**Prompt**
Can you update the entries below by changing every "Segment every instance" to "Outline each instance" and keeping everything else the same? Leave the pictures out of your version.

**Stored data**
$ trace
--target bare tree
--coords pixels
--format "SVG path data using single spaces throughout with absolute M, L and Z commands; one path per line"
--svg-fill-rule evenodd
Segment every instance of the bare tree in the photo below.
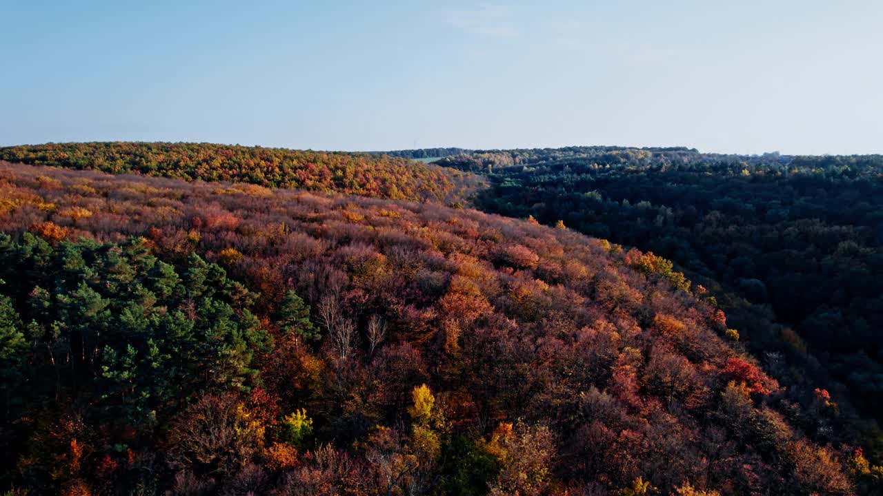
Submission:
M 317 311 L 335 351 L 341 359 L 348 358 L 356 342 L 356 323 L 343 317 L 340 299 L 335 294 L 323 297 Z
M 350 319 L 341 319 L 331 339 L 341 359 L 348 358 L 356 342 L 356 323 Z

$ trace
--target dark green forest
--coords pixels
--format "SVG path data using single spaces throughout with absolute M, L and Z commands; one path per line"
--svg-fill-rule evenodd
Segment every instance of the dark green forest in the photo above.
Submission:
M 561 220 L 720 282 L 755 350 L 817 358 L 883 420 L 883 156 L 597 147 L 437 163 L 486 174 L 487 211 Z
M 267 150 L 0 149 L 0 490 L 879 493 L 879 157 Z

**Correct response**
$ trace
--target bare tree
--coords pixels
--format "SVG path data using single spaces throughout with absolute M, L and Z commands; one path per line"
--svg-fill-rule evenodd
Outline each instance of the bare tree in the photo below.
Submission:
M 317 311 L 335 351 L 341 359 L 348 358 L 356 342 L 356 323 L 343 317 L 340 299 L 335 294 L 323 297 Z
M 350 319 L 341 319 L 331 339 L 341 359 L 348 358 L 356 342 L 356 323 Z

$ trace
--target dark green forest
--coords pixels
--format "SVG path data using single spaces throughout with absolute M, L and Z commands; one path per line"
--svg-fill-rule evenodd
Outline each instance of the dark green forest in the photo above.
Submission:
M 561 220 L 720 282 L 755 350 L 817 358 L 883 420 L 883 156 L 597 147 L 437 163 L 486 174 L 487 211 Z
M 267 150 L 0 149 L 0 490 L 879 493 L 879 157 Z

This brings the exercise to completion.